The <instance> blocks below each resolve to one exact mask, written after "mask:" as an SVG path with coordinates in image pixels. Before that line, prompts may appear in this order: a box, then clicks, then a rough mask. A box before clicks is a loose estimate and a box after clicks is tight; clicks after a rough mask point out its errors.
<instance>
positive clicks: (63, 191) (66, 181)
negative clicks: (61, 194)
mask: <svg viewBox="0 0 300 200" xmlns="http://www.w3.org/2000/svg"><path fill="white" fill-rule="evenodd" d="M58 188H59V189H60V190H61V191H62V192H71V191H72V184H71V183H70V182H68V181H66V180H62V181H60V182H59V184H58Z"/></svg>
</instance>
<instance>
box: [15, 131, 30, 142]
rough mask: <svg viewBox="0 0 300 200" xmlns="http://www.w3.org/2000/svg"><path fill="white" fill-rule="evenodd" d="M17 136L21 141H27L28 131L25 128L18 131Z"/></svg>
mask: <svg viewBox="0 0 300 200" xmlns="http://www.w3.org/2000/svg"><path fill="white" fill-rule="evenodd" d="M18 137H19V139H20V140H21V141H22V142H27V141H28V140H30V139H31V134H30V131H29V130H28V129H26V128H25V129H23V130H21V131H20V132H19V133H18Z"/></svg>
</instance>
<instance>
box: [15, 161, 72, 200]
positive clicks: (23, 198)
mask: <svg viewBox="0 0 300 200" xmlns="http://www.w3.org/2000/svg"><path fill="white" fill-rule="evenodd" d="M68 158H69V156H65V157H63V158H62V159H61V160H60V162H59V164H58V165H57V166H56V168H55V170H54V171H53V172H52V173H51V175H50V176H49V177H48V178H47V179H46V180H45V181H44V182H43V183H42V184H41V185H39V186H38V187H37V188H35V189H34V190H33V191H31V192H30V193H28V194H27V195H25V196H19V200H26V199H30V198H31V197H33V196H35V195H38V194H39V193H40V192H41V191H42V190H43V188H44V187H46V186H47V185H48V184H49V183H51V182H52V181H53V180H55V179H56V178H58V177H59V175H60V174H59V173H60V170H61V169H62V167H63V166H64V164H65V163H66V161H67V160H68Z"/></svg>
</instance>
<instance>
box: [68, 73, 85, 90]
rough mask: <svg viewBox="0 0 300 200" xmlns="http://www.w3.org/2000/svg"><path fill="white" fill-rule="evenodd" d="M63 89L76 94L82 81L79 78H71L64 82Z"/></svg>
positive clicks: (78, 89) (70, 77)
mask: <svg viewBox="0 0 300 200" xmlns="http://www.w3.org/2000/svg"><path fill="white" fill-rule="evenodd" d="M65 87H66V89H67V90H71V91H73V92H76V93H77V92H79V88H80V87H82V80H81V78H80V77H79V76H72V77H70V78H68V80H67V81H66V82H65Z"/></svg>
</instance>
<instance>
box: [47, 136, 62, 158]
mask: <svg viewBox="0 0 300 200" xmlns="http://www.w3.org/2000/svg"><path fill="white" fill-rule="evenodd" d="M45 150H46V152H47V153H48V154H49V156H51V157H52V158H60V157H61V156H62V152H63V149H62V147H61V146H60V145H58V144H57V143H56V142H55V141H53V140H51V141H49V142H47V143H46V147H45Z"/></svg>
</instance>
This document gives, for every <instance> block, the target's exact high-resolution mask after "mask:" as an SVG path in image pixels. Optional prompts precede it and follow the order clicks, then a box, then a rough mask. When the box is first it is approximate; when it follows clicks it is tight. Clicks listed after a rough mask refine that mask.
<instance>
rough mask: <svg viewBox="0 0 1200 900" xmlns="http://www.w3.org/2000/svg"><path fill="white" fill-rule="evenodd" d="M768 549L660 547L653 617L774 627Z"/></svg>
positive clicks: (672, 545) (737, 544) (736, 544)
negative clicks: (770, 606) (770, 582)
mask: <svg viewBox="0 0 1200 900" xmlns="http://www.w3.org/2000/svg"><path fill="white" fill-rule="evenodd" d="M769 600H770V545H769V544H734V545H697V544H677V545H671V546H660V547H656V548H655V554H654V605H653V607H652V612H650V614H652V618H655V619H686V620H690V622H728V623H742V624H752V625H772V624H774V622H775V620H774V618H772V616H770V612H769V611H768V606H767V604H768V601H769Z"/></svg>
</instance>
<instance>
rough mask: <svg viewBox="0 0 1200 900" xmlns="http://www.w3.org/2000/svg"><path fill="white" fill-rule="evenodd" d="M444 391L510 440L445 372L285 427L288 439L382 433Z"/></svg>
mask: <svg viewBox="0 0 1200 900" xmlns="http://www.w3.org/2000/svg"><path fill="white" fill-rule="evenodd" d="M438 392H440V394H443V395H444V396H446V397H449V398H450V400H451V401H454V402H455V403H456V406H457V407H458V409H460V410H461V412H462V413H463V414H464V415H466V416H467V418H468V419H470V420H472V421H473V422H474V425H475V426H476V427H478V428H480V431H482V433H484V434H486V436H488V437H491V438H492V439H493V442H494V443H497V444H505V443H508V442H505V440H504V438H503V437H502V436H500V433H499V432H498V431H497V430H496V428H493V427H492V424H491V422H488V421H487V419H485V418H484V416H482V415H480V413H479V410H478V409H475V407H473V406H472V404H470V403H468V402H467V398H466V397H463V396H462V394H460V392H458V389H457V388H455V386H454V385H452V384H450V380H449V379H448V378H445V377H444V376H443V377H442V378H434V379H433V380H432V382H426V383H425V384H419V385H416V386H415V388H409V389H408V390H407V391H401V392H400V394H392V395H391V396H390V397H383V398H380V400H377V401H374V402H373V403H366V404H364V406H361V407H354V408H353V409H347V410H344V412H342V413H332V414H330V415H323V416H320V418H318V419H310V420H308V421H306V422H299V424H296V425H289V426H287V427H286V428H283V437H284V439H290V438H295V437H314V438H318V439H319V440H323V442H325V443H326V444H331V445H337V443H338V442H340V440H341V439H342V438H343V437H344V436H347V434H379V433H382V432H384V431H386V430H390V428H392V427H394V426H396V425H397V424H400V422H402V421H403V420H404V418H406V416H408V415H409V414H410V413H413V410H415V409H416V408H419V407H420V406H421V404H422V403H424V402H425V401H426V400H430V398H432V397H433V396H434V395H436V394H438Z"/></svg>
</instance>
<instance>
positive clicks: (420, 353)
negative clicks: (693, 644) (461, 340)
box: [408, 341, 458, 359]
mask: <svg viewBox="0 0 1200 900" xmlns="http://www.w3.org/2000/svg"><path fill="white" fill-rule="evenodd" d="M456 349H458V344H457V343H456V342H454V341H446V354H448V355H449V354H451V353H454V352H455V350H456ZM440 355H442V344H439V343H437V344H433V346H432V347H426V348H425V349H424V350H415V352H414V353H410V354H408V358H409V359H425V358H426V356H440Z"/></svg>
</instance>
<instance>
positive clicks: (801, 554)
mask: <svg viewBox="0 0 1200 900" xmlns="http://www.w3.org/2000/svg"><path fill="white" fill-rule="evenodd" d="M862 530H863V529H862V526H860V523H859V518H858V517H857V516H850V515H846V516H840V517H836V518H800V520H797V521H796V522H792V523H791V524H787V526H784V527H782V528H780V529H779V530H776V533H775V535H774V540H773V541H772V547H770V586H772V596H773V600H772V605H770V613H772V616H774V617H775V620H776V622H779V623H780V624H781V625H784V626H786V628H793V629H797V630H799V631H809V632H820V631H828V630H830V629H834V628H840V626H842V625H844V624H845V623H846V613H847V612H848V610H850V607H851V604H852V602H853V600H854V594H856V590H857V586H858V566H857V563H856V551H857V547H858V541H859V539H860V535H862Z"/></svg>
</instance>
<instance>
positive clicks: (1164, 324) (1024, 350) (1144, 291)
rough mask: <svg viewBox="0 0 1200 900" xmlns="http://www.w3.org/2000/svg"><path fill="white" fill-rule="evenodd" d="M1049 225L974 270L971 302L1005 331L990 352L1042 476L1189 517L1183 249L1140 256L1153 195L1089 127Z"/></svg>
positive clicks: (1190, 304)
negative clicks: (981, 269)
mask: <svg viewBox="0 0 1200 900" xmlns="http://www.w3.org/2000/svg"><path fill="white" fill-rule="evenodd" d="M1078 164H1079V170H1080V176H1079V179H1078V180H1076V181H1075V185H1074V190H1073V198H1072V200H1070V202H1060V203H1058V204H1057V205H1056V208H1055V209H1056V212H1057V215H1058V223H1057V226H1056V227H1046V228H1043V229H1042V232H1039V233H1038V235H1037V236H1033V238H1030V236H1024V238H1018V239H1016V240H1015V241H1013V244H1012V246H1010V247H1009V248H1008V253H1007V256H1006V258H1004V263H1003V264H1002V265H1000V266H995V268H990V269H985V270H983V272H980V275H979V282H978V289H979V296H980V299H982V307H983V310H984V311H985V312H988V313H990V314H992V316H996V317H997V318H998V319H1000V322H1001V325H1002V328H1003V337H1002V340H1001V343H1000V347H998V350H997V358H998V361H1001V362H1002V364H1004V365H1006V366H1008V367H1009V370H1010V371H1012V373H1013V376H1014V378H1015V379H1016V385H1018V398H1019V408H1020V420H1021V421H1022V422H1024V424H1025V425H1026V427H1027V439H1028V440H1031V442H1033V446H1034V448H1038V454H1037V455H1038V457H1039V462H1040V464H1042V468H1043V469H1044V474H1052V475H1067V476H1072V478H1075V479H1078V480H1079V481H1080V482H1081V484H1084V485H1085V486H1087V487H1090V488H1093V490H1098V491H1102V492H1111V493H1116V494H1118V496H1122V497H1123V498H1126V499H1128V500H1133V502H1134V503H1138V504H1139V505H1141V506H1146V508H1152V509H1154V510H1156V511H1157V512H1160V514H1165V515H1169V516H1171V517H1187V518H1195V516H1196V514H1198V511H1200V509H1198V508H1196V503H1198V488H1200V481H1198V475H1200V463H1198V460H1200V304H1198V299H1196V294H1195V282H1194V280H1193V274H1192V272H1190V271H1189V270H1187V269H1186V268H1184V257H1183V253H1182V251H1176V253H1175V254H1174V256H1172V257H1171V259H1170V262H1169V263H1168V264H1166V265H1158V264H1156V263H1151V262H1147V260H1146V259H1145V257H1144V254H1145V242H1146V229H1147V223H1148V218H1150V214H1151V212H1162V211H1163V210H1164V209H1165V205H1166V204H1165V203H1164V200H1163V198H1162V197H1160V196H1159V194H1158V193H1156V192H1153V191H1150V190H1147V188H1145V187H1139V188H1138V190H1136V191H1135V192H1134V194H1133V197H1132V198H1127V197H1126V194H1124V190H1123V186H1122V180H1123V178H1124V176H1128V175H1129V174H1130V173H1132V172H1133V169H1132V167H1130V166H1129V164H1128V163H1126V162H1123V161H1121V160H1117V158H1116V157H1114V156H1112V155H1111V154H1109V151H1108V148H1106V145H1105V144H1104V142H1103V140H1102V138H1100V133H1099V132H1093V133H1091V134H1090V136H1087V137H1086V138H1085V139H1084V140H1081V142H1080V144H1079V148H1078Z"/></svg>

:::

WHAT YOU WILL DO →
From the records above, pick out every line containing the string "pixels" with exactly that capitalization, and copy each of those lines in full.

TASK RESULT →
The <instance> blocks below each resolve to one exact mask, written after "mask:" as an SVG path with coordinates in image pixels. Before that line, prompts may appear in this order: a box, then clicks, then a rough mask. A box before clicks is a loose estimate and a box after clicks is tight; clicks after a rough mask point out its errors.
This document gives, for every <instance> block, the target's exact high-resolution mask after "mask:" as an SVG path in image pixels. Optional prompts precede it and follow the order clicks, then a box, then a rough mask. When the box is first it is approximate; when it follows clicks it is tight. Clicks listed after a rough mask refine that mask.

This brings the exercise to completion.